Descrição do problema — Segundo o trecho selecionado, qual era o principal público ouvinte do rádio?

Trecho selecionado —
O rádio comercial e a popularização do veículo implicaram a criação de um elo entre o indivíduo e a coletividade, mostrando-se capaz não apenas de vender produtos e ditar “modas”, como também de mobilizar as massas, levando-as a uma participação ativa na vida nacional. A profissionalização do rádio começou a se fazer pelo atendimento das exigências do povo, em prejuízo ao sentido cultural e educativo que Roquete Pinto buscava. Os progressos da industrialização ampliavam o mercado consumidor, criando condições para a padronização de gostos, crenças e valores. As classes médias urbanas (principal público ouvinte do rádio) passaram a se considerar parte integrante do universo simbólico representado pela nação. Assim,

[...] o rádio chegou aos anos 40 mais atuante do que nunca. Os programas reuniam esforços para tentar superar de todas as formas a concorrência. A audiência era maciça. Não ter um rádio ou, pelo menos, não ouvir os programas, nem que fosse na casa do vizinho, amigos ou parentes, era estar out, naquela época (CASÉ, 1995, p. 20).

Linhas fornecidas —
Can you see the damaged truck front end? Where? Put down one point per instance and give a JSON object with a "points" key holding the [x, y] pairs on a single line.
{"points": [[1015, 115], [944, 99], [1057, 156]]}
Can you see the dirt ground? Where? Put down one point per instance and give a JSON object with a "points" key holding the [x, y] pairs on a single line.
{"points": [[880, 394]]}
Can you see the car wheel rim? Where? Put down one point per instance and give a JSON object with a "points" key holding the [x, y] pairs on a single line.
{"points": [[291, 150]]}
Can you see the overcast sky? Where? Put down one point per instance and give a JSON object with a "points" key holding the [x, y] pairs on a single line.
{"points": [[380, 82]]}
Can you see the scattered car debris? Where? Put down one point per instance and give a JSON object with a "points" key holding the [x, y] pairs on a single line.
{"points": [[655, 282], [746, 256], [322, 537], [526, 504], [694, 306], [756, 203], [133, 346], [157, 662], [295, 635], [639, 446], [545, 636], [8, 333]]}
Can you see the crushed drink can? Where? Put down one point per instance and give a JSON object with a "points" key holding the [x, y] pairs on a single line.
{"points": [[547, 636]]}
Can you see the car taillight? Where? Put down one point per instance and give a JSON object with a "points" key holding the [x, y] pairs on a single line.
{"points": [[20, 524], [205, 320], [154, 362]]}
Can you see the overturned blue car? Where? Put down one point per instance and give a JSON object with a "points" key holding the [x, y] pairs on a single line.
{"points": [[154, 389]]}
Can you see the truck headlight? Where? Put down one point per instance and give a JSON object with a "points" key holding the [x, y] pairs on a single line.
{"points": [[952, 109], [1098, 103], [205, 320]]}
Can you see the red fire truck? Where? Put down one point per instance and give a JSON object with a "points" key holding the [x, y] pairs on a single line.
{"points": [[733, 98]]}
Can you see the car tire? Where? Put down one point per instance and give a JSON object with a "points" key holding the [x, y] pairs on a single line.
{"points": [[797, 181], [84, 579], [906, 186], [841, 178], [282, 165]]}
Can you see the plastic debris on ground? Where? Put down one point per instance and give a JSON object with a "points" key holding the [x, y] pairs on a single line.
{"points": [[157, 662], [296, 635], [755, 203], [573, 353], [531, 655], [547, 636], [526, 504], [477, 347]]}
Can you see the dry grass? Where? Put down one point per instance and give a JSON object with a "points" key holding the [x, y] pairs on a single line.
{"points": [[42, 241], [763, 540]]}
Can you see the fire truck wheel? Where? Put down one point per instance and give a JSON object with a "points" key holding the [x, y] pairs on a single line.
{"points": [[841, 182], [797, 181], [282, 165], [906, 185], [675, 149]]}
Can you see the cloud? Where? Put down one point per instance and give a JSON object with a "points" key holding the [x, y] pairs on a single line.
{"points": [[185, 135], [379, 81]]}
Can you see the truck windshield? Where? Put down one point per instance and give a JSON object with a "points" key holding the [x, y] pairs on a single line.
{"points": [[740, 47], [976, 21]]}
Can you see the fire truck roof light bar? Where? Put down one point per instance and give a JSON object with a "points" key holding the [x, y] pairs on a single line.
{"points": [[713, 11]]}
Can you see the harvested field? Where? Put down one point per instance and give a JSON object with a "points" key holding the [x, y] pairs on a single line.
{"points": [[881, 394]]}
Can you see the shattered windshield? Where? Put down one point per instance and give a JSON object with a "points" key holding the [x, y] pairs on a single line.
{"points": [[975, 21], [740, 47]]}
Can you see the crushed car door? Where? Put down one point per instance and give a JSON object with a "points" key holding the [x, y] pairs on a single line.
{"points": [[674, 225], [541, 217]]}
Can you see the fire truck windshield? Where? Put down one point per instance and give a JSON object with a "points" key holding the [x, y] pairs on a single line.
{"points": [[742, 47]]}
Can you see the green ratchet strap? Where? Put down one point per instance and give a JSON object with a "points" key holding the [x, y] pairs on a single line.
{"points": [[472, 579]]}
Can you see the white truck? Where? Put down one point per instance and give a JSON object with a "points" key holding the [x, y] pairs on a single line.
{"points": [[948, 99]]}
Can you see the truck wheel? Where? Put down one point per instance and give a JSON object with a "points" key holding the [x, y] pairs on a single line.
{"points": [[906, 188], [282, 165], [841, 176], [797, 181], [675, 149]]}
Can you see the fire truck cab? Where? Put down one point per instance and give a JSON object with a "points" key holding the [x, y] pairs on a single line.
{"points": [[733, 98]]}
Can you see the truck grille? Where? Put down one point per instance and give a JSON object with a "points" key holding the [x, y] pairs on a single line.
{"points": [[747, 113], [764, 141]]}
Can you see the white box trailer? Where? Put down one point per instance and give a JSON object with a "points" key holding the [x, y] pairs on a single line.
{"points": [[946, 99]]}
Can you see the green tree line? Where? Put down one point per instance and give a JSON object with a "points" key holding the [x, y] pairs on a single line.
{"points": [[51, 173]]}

Resultado da tarefa — As classes médias urbanas.